── Selected extract

AAVantgarde Bio Presents New Clinical Data from LUCE-1 Gene Therapy Trial in Usher Syndrome Type 1B

AAVantgarde Bio Presents New Clinical Data from LUCE-1 Gene Therapy Trial in Usher Syndrome Type 1B

September 09, 2025

AAVantgarde Bio has presented updated clinical results from the ongoing Phase 1/2 LUCE-1 study evaluating AAVB-081, a dual AAV vector gene therapy for Usher syndrome type 1B-associated retinitis pigmentosa. The data were shared at the 25th Annual Congress of the European Society of Retina Specialists (EURETINA) in Paris.

About AAVB-081 and the LUCE-1 Study

AAVB-081 is a dual AAV vector gene therapy designed to address the genetic root cause of Usher syndrome type 1B, which is associated with progressive retinitis pigmentosa. The LUCE-1 trial (NCT06591793) is a Phase 1/2, multicenter, open-label, dose-escalation study evaluating the safety, tolerability, and preliminary efficacy of three dose levels of dual AAV8.MYO7A (AAVB-081) administered via subretinal injection.

Patient Cohorts and Dosing

The analysis presented by Prof. Francesca Simonelli of the University Hospital of Campania “Luigi Vanvitelli” (Naples) included 11 participants across three dose groups:

       • Low-dose cohort (n=5)

       • Medium-dose cohort (n=5)

       • High-dose cohort (n=1)

────
── Record excerpts

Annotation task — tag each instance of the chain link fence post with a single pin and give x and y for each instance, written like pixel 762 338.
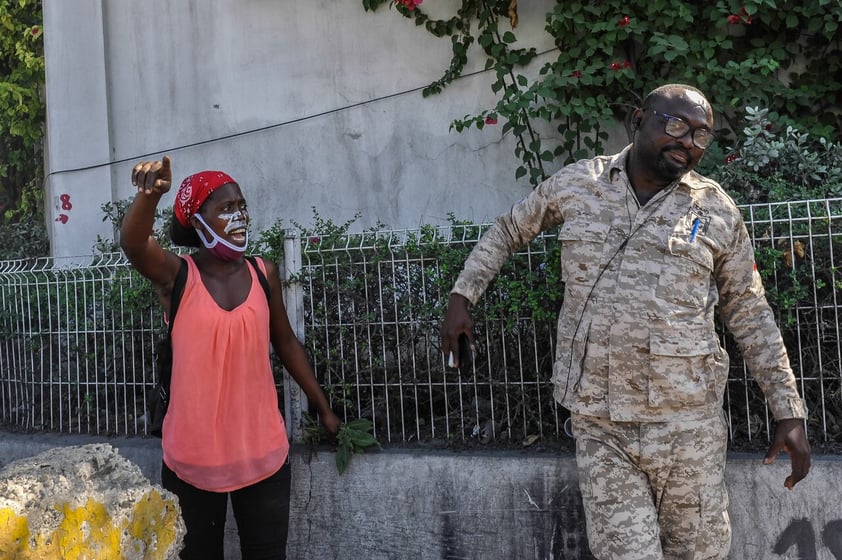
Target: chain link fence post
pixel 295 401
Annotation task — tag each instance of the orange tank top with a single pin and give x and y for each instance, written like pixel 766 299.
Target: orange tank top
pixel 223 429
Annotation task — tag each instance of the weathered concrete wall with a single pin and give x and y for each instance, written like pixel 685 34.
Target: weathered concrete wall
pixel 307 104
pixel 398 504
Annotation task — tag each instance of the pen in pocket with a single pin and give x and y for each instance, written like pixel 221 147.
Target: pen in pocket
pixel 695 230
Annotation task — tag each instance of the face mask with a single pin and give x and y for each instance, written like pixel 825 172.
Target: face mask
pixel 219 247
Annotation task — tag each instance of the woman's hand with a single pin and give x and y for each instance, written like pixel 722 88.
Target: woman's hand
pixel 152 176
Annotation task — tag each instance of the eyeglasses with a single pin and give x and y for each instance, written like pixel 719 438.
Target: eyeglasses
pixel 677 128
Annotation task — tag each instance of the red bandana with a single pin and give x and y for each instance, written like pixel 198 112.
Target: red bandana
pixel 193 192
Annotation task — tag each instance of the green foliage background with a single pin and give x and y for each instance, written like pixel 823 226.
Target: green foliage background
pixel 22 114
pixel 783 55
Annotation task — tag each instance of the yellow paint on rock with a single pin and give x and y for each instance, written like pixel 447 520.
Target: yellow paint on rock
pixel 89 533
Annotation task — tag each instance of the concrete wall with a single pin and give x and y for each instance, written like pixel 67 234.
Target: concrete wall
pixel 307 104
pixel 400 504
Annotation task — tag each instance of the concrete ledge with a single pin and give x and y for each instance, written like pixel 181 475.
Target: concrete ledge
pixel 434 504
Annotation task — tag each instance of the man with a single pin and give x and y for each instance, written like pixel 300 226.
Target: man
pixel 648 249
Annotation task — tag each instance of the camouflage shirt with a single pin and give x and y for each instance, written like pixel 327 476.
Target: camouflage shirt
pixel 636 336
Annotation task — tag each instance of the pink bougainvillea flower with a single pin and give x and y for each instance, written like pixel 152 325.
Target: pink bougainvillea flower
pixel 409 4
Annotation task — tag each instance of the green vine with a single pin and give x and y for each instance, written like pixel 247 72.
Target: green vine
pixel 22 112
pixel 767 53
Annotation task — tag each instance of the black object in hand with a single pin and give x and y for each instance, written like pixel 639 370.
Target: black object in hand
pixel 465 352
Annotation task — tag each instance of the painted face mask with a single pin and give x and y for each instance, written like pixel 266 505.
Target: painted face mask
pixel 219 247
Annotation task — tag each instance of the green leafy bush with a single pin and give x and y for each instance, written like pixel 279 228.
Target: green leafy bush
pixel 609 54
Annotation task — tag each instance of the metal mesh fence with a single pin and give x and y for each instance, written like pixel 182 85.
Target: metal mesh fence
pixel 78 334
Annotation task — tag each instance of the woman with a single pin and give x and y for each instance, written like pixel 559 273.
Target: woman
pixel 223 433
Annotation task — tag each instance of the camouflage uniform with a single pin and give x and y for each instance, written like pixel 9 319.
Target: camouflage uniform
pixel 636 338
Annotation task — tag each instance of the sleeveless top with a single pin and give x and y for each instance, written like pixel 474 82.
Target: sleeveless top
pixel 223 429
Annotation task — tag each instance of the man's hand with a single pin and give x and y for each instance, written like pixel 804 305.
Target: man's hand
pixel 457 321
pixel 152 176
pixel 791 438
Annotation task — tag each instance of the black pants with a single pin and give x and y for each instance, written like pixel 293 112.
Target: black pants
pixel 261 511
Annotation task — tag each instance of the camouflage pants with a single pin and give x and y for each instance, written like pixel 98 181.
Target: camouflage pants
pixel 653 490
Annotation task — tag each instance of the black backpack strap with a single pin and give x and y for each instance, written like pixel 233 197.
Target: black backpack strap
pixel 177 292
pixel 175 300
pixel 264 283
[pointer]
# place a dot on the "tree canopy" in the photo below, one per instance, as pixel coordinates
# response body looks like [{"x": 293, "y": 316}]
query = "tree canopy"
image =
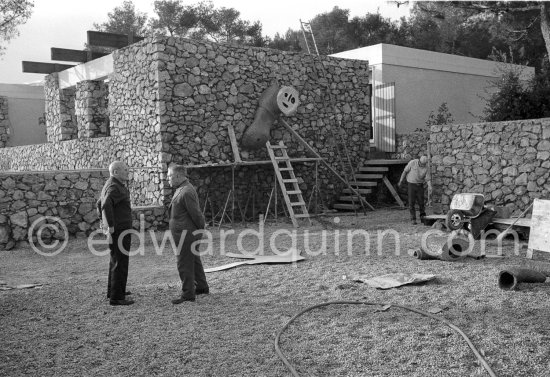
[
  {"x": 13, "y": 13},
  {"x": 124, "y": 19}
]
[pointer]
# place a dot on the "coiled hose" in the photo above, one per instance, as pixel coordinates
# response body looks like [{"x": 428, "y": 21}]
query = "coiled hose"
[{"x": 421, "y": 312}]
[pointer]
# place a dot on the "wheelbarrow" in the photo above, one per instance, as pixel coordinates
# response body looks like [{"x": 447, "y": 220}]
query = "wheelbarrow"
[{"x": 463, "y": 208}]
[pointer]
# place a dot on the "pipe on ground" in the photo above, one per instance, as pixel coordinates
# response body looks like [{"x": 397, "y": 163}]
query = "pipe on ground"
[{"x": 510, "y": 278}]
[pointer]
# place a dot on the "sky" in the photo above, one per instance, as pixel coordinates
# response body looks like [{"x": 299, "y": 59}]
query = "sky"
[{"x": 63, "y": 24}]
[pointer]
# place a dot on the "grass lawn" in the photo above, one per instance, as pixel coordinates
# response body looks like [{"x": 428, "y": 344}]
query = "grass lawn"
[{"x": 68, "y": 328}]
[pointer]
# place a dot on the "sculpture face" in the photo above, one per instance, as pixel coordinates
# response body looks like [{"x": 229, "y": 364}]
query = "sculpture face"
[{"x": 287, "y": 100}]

────

Things to do.
1. Return, word for word, the part of the LUCE-1 trial announcement that runs from "September 09, 2025" to "via subretinal injection.".
2. Carry the LUCE-1 trial announcement forward from the point where its text stops.
None of the stored data is needed for this work.

Answers by item number.
1.
September 09, 2025

AAVantgarde Bio has presented updated clinical results from the ongoing Phase 1/2 LUCE-1 study evaluating AAVB-081, a dual AAV vector gene therapy for Usher syndrome type 1B-associated retinitis pigmentosa. The data were shared at the 25th Annual Congress of the European Society of Retina Specialists (EURETINA) in Paris.

About AAVB-081 and the LUCE-1 Study

AAVB-081 is a dual AAV vector gene therapy designed to address the genetic root cause of Usher syndrome type 1B, which is associated with progressive retinitis pigmentosa. The LUCE-1 trial (NCT06591793) is a Phase 1/2, multicenter, open-label, dose-escalation study evaluating the safety, tolerability, and preliminary efficacy of three dose levels of dual AAV8.MYO7A (AAVB-081) administered via subretinal injection.

2.
Safety and Tolerability Outcomes

Among the first four participants with at least 180 days of follow-up, including one patient followed out to 12 month, AAVB-081 was found to be well tolerated. Key safety outcomes included:

       • No drug-related serious adverse events

       • No dose-limiting toxicities reported

       • Ocular inflammation was infrequent and reversible with steroid treatment

Early Signals of Visual Function Benefit

Visual function outcomes among the first four patients demonstrated encouraging preliminary results:

       • All four participants experienced more than one line of improvement in best-corrected visual acuity (BCVA)

       • The first two participants demonstrated over three lines of improvement in low-luminance visual acuity (LLVA)

       • Fixation stability on microperimetry improved in three out of four participants

Expert Commentary

“The data we presented at EURETINA 2025 are very encouraging, showing that treatment with AAVB-081 has been well tolerated and is beginning to demonstrate signals of clinical benefit,” said Prof. Francesca Simonelli, LUCE-1 Principal Investigator. “For patients living with Usher syndrome type 1B, who currently face inevitable vision loss without any therapeutic options, these findings represent an important step forward.”